TASK GOAL:
In the book review below, condense the paragraph beginning "With over thirty years of medical experience" into a short bulleted list of its main points.

TEXT:

____

- 2018 INDIES Finalist
- Finalist, Career (Adult Nonfiction)
A ventriloquist walks into a doctor’s office. No, it’s not the setup for a great joke. Bob Baker’s wonderful, funny, friendly book The Performance of Medicine: Techniques from the Stage to Optimize the Patient Experience and Restore the Joy of Practicing Medicine delivers practical techniques for bringing humor to high-stress practice.
With over thirty years of medical experience, plus another fifty as a performer, Baker is a warm, amusing, and extremely informative narrator. He points out, “When any health practitioner interacts with a patient, it’s a performance. Not a show, but a performance.” Yet, the “performance” aspect of patient care doesn’t make the interaction artificial; knowing how to go through the motions and perform the doctor-patient ritual well is a critical part of the healing process. Baker recommends a combination of listening, responding, and “acting as if” to improve patient outcomes.
The Performance of Medicine emphasizes that getting better patient feedback isn’t just good for a clinic’s Yelp ratings. It’s also beneficial for patient health, makes office visits more efficient, and supports doctors who may feel overwhelmed. The performance of the “doctor” role is a vital ingredient. It’s not brain surgery, Baker explains, it’s basic rachmones (Yiddish for “compassion”).
The Performance of Medicine is peppered with personal anecdotes, performance tips from luminaries like Michael Caine and Meryl Streep, and pragmatic takeaways on showmanship. Baker addresses every conceivable concern, from “I’m an introvert!” to “Why should I listen to a ventriloquist?” The book’s useful, easy-to-learn techniques are delivered with levity. Many of the suggestions are transferable to other professions as well. After all, public speaking, presentation, and earning an audience’s trust are all transferable skills. Baker knows his material, and he shares it in an extremely enjoyable, laugh-out-loud format.

____

EXTRACTED MATERIAL:
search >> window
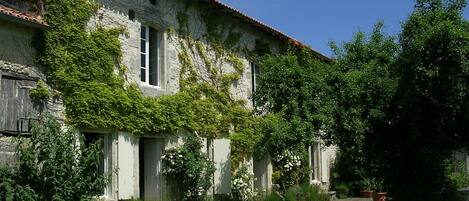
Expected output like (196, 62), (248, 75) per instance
(140, 26), (161, 86)
(251, 62), (260, 92)
(83, 133), (112, 197)
(309, 143), (321, 183)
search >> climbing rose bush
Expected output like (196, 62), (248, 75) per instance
(231, 163), (256, 201)
(161, 135), (215, 201)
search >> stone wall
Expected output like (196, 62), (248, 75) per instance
(89, 0), (280, 107)
(0, 14), (64, 165)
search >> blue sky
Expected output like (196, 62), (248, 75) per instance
(222, 0), (469, 56)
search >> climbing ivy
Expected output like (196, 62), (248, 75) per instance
(33, 0), (266, 174)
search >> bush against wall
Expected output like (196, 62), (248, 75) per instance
(0, 115), (106, 201)
(231, 164), (252, 201)
(162, 135), (215, 201)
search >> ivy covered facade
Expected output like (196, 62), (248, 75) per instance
(0, 0), (335, 200)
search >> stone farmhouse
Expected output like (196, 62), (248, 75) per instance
(0, 0), (336, 200)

____

RESULT OF THE EXERCISE:
- Baker has over thirty years of medical experience and another fifty as a performer, and he is a warm, amusing, and highly informative narrator.
- He holds that every interaction between a health practitioner and a patient is a performance, though not a show.
- This performance does not make the interaction artificial. Performing the doctor-patient ritual well is a critical part of healing.
- To improve patient outcomes, he recommends combining listening, responding, and "acting as if."